%%
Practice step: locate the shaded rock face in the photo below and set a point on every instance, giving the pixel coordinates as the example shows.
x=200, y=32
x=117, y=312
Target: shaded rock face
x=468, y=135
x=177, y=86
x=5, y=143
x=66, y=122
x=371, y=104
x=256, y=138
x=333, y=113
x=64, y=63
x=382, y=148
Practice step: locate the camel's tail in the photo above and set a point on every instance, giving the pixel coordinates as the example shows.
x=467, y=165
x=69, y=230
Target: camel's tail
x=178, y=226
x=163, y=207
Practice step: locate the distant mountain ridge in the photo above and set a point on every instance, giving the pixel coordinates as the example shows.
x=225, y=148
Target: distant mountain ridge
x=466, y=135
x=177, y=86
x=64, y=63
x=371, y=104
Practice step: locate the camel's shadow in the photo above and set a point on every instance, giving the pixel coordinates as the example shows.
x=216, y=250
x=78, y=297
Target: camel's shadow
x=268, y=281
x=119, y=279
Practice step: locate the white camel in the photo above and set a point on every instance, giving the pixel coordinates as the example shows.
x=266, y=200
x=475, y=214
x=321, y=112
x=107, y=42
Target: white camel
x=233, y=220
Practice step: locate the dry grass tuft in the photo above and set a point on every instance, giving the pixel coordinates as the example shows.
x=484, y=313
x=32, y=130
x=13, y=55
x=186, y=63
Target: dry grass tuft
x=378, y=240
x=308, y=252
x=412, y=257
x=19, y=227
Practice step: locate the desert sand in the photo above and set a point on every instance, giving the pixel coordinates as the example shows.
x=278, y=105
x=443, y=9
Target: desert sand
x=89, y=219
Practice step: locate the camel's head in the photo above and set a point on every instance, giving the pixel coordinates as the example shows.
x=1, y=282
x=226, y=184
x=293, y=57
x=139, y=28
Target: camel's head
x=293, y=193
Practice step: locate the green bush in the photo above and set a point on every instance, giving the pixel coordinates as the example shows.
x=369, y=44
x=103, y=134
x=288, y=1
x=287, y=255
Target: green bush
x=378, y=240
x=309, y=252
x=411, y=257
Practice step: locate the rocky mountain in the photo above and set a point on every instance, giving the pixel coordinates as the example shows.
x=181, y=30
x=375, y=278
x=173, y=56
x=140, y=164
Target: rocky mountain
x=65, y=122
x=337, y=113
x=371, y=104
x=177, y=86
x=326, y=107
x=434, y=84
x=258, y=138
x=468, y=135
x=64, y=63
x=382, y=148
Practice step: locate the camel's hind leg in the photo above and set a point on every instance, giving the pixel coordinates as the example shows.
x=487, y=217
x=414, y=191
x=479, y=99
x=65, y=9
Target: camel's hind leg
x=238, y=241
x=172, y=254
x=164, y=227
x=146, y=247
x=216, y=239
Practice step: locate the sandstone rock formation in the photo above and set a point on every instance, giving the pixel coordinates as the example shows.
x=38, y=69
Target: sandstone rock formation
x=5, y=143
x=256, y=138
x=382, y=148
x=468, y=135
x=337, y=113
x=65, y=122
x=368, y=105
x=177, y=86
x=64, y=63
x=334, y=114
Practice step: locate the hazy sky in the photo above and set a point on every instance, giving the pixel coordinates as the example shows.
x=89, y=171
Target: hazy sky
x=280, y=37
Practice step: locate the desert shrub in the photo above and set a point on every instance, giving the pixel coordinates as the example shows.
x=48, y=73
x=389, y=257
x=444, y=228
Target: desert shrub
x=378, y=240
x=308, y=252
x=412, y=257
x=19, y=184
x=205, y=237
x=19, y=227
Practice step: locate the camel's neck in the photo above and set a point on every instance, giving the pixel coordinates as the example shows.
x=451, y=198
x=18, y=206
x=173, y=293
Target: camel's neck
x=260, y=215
%%
Required work → Turn all of the data above into a numbered list, one entry per line, and leave out any blank lines.

Complete response →
1. Practice step: locate the shaded rock face in the photo below and set a point on every instance, giving the pixel coordinates as the example shows.
2. x=200, y=32
3. x=117, y=312
4. Target: shaded rock face
5. x=468, y=135
6. x=177, y=86
7. x=5, y=143
8. x=66, y=122
9. x=371, y=104
10. x=256, y=138
11. x=333, y=113
12. x=64, y=63
13. x=382, y=148
14. Practice step: locate the camel's tail in the photo above and set a point on every instance, giving the pixel coordinates as the example shows.
15. x=467, y=165
16. x=69, y=230
17. Target: camel's tail
18. x=178, y=226
19. x=163, y=207
20. Practice step: locate the distant mountain ridge in the photo above and set a point on every instance, giving the pixel coordinates as the example shows.
21. x=225, y=148
22. Target: distant mountain ridge
23. x=466, y=135
24. x=177, y=86
25. x=64, y=63
26. x=371, y=104
27. Practice step: locate the camel's shadow in the photo above and set a point on every instance, giving the pixel coordinates as the example shows.
28. x=216, y=250
29. x=78, y=297
30. Target: camel's shadow
31. x=268, y=281
32. x=119, y=279
33. Practice step: locate the white camel in the photo above and set a point on every instance, giving the pixel coordinates as the example shows.
34. x=266, y=200
35. x=475, y=214
36. x=321, y=112
37. x=107, y=42
38. Target: white camel
39. x=233, y=220
40. Practice step: locate the dry grass tuft in the photo above and set a point on every instance, giving the pixel coordinates as the example shows.
41. x=484, y=313
42. x=32, y=130
43. x=13, y=55
44. x=186, y=63
45. Target: dry grass tuft
46. x=378, y=240
47. x=308, y=252
48. x=412, y=257
49. x=19, y=227
50. Practice step: locate the desert sand in the photo above and set a point on every instance, giving the pixel coordinates as the example shows.
51. x=278, y=105
52. x=443, y=9
53. Target: desert sand
54. x=89, y=219
55. Practice step: locate the camel's head in the photo above and set a point on every instance, giving the pixel coordinates as the example shows.
56. x=1, y=282
57. x=226, y=184
58. x=293, y=57
59. x=139, y=28
60. Target: camel's head
61. x=293, y=193
62. Practice step: locate the green bush in the photo above and set a point on every instance, giving the pixel coordinates as the example shows.
63. x=369, y=44
64. x=103, y=134
65. x=288, y=1
66. x=287, y=255
67. Target: green bush
68. x=378, y=240
69. x=309, y=252
70. x=411, y=257
71. Practice step: locate the rocky mountain in the photo above and set a point on every instance, giving the pixel coordinates as the example shows.
72. x=181, y=30
73. x=375, y=278
74. x=173, y=56
75. x=140, y=164
76. Target: rocky mountain
77. x=65, y=122
78. x=337, y=113
79. x=371, y=104
80. x=177, y=86
81. x=326, y=107
82. x=434, y=84
83. x=258, y=138
84. x=468, y=135
85. x=64, y=63
86. x=382, y=148
87. Practice step: locate the camel's hind leg in the photo above and set a point on every instance, giving the pixel coordinates as the example shows.
88. x=487, y=217
89. x=414, y=191
90. x=479, y=99
91. x=65, y=9
92. Target: camel's hind leg
93. x=238, y=241
94. x=172, y=254
95. x=164, y=227
96. x=146, y=247
97. x=216, y=239
98. Practice step: locate the sandstone rock formation in the photo above and set a point on every instance, giving the pixel coordinates as the example shows.
99. x=38, y=69
100. Target: sandstone rock formation
101. x=5, y=143
102. x=256, y=138
103. x=382, y=148
104. x=468, y=135
105. x=337, y=113
106. x=65, y=122
107. x=368, y=105
108. x=177, y=86
109. x=64, y=63
110. x=334, y=114
111. Practice step: locate the hazy sky in the photo above and set a point on every instance, giving the pixel coordinates as the example shows.
112. x=89, y=171
113. Target: hazy sky
114. x=280, y=37
115. Practice step: locate the desert shrub in the photo above and set a point on every instance, giving the pixel coordinates as the example shows.
116. x=48, y=73
117. x=389, y=257
118. x=444, y=228
119. Target: desert shrub
120. x=378, y=240
121. x=308, y=252
122. x=412, y=257
123. x=19, y=184
124. x=205, y=237
125. x=19, y=227
126. Practice step: locate the camel's neck in the photo above and set a point on every instance, giving the pixel coordinates as the example shows.
127. x=451, y=198
128. x=18, y=206
129. x=173, y=293
130. Target: camel's neck
131. x=260, y=215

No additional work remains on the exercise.